**SHORT TASK:** Extract all of the data and reproduce it precisely.
** begin **
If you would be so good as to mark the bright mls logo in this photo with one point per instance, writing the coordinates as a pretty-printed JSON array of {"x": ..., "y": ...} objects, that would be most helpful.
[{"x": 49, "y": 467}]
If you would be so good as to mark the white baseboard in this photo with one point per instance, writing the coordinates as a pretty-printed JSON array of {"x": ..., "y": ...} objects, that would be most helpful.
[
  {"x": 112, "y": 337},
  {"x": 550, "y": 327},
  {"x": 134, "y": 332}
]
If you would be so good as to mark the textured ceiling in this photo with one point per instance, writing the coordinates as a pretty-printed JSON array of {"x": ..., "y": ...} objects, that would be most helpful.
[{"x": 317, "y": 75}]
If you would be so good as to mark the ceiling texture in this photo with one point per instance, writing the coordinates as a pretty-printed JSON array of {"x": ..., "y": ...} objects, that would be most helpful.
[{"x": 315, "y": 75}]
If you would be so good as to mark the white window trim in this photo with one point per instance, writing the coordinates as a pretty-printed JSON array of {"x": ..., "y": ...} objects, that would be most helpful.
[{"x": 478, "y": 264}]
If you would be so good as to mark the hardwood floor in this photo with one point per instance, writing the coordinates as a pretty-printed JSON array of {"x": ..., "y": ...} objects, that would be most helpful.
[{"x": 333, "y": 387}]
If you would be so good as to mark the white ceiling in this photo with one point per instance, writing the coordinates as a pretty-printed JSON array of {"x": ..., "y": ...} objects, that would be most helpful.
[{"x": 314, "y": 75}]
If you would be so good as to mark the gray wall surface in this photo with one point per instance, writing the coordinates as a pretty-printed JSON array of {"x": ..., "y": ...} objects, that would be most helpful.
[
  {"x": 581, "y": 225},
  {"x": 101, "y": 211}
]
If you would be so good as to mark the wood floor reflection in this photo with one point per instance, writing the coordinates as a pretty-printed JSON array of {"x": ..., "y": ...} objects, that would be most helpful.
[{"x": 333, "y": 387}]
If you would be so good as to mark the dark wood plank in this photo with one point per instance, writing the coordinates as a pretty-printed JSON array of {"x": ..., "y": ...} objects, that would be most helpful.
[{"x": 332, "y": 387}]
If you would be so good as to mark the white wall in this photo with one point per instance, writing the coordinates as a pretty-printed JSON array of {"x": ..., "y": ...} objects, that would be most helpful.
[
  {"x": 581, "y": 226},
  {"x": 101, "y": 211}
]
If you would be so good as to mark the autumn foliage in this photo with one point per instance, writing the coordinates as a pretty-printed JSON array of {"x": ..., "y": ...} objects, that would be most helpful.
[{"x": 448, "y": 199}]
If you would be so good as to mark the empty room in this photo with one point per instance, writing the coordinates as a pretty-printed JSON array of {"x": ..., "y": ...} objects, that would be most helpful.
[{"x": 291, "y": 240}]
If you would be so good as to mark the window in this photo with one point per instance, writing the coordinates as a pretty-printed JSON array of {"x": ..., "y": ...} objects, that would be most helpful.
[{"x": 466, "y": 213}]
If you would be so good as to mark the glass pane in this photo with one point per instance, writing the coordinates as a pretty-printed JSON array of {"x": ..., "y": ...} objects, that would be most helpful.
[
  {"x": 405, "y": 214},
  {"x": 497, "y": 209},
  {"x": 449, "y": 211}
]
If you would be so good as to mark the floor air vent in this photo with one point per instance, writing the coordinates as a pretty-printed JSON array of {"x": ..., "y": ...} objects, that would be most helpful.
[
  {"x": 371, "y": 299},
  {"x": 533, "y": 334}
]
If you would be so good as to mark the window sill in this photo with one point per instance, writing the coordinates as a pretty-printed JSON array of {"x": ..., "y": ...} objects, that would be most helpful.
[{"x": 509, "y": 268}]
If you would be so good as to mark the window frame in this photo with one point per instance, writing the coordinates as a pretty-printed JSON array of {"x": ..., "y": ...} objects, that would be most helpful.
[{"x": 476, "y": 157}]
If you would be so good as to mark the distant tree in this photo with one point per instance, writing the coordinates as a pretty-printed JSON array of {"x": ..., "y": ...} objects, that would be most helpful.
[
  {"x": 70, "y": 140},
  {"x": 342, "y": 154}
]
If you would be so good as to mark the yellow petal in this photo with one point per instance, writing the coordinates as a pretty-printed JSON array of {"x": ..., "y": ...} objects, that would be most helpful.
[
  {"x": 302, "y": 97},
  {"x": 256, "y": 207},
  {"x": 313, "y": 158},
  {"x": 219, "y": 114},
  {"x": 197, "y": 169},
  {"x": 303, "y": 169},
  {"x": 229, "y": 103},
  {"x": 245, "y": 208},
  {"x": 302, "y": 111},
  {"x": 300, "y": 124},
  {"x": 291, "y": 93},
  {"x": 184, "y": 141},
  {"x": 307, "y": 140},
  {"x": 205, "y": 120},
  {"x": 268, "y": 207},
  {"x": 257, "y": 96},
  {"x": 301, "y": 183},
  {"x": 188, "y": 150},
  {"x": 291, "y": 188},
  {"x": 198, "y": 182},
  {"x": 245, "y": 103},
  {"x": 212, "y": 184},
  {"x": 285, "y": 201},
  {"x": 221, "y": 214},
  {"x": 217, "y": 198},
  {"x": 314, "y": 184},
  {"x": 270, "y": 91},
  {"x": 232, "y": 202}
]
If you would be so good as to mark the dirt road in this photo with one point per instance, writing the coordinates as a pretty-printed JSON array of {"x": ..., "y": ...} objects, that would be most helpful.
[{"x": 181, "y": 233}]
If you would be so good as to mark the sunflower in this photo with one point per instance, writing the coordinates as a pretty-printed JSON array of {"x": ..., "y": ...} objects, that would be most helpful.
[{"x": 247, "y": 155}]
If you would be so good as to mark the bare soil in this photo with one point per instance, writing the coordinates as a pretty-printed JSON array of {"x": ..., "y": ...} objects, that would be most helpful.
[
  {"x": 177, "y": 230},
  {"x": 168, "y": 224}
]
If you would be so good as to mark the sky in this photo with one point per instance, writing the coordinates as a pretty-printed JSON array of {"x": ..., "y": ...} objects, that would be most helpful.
** end **
**CORRECT OUTPUT:**
If you would be so good as to mark the bright mls logo in this photo with one point per instance, writing the coordinates as a pretty-printed JSON array of {"x": ..., "y": ...} objects, that would be most helpful.
[{"x": 49, "y": 467}]
If you would be so good as to mark the white baseboard in this photo with one point per instance, writing the coordinates as a pretty-printed JSON array of {"x": ..., "y": ...} objects, that would be most helpful.
[
  {"x": 112, "y": 337},
  {"x": 550, "y": 327},
  {"x": 134, "y": 332}
]
If you would be so good as to mark the textured ceiling in this photo with one point per instance, writing the coordinates as a pretty-printed JSON array of {"x": ..., "y": ...} objects, that would be most helpful.
[{"x": 317, "y": 75}]
If you would be so good as to mark the ceiling texture in this photo with one point per instance, writing the coordinates as a pretty-printed JSON array of {"x": ..., "y": ...} objects, that would be most helpful.
[{"x": 315, "y": 75}]
If you would be so good as to mark the white window trim in this photo with one point per instance, writing the coordinates as a pretty-printed JSON array of {"x": ..., "y": ...} objects, that would be most helpful.
[{"x": 478, "y": 264}]
If you would be so good as to mark the hardwood floor in this photo with one point per instance, writing the coordinates as a pretty-printed JSON array of {"x": ..., "y": ...} objects, that would be most helpful.
[{"x": 333, "y": 387}]
If you would be so good as to mark the white ceiling in this photo with one point per instance, writing the coordinates as a pretty-printed JSON array of {"x": ..., "y": ...} objects, that would be most helpful.
[{"x": 314, "y": 75}]
If you would be so good as to mark the gray wall surface in this photo with one point per instance, writing the coordinates as a pretty-printed JSON array of {"x": ..., "y": ...} objects, that would be most helpful.
[
  {"x": 581, "y": 225},
  {"x": 101, "y": 211}
]
If you would be so good as to mark the wood floor reflection in this photo with one point per instance, writing the coordinates as a pretty-printed JSON array of {"x": ..., "y": ...} objects, that would be most helpful.
[{"x": 333, "y": 387}]
If you would be so good as to mark the dark wood plank in this photo with one point per instance, writing the coordinates as a pretty-printed JSON array of {"x": ..., "y": ...} objects, that would be most helpful.
[{"x": 332, "y": 387}]
If you would be so good as to mark the white wall in this photo with one point per instance, writing the coordinates as a pretty-printed JSON array of {"x": ..., "y": ...} objects, that would be most helpful.
[
  {"x": 581, "y": 226},
  {"x": 101, "y": 211}
]
If you would be so good as to mark the autumn foliage in this photo with one point per instance, writing the coordinates as a pretty-printed JSON array of {"x": ..., "y": ...} objects, that would be most helpful.
[{"x": 448, "y": 199}]
If you would be so good as to mark the empty room in this photo with one point per instance, writing the coordinates as a pretty-printed JSON array of {"x": ..., "y": ...} objects, that would be most helpful.
[{"x": 291, "y": 240}]
If you would be so good as to mark the window in this photo with one point per instance, writing the coordinates as a pretty-printed JSON array of {"x": ..., "y": ...} objects, that would be most helpful.
[{"x": 466, "y": 213}]
If you would be so good as to mark the glass pane in this photo with one point per instance, writing the coordinates as a pretty-printed JSON array of {"x": ..., "y": ...} objects, that would be most helpful.
[
  {"x": 405, "y": 214},
  {"x": 497, "y": 209},
  {"x": 449, "y": 211}
]
If you would be so good as to mark the floor air vent in this photo with one point per instance, writing the coordinates as a pretty-printed JSON array of {"x": ..., "y": ...} objects, that would be most helpful.
[
  {"x": 371, "y": 299},
  {"x": 533, "y": 334}
]
If you would be so good as to mark the window sill in this photo with one point per instance, writing the coordinates as a pretty-printed JSON array of {"x": ..., "y": ...} objects, that would be most helpful.
[{"x": 509, "y": 268}]
If you would be so good as to mark the window frame in this photo with one point per instance, writing the coordinates as a pretty-printed JSON array of {"x": ..., "y": ...} objects, that would be most helpful.
[{"x": 476, "y": 157}]
If you would be so good as to mark the distant tree in this photo with one point per instance, writing the coordinates as a pretty-printed JSON array of {"x": ..., "y": ...} objects, that would be most helpful.
[
  {"x": 70, "y": 140},
  {"x": 342, "y": 154}
]
If you would be so good as to mark the yellow petal in this photo with one point per instance, writing the coordinates as a pretty-printed JSON array of {"x": ..., "y": ...} objects, that would be most helpful.
[
  {"x": 302, "y": 97},
  {"x": 256, "y": 207},
  {"x": 313, "y": 158},
  {"x": 219, "y": 114},
  {"x": 197, "y": 169},
  {"x": 303, "y": 169},
  {"x": 229, "y": 103},
  {"x": 245, "y": 208},
  {"x": 302, "y": 111},
  {"x": 300, "y": 124},
  {"x": 291, "y": 93},
  {"x": 184, "y": 141},
  {"x": 307, "y": 140},
  {"x": 205, "y": 120},
  {"x": 268, "y": 207},
  {"x": 257, "y": 96},
  {"x": 301, "y": 183},
  {"x": 188, "y": 150},
  {"x": 291, "y": 188},
  {"x": 198, "y": 182},
  {"x": 245, "y": 103},
  {"x": 212, "y": 184},
  {"x": 285, "y": 201},
  {"x": 221, "y": 214},
  {"x": 217, "y": 198},
  {"x": 314, "y": 184},
  {"x": 270, "y": 91},
  {"x": 232, "y": 202}
]
If you would be so good as to mark the dirt road in this photo with one point per instance, writing the coordinates as a pretty-printed JSON array of {"x": ..., "y": ...} objects, that would be most helpful.
[{"x": 181, "y": 233}]
If you would be so good as to mark the sunflower in this photo with one point per instance, writing the coordinates as a pretty-printed JSON array of {"x": ..., "y": ...} objects, that would be most helpful.
[{"x": 247, "y": 155}]
If you would be so good as to mark the bare soil in this photo with one point per instance, writing the coordinates as a pretty-printed JSON array of {"x": ..., "y": ...} objects, that would be most helpful.
[
  {"x": 177, "y": 230},
  {"x": 168, "y": 224}
]
If you would be so good as to mark the sky in this photo with one point per instance, writing the coordinates as a pretty-printed JSON array of {"x": ..., "y": ...} objects, that would be most helpful.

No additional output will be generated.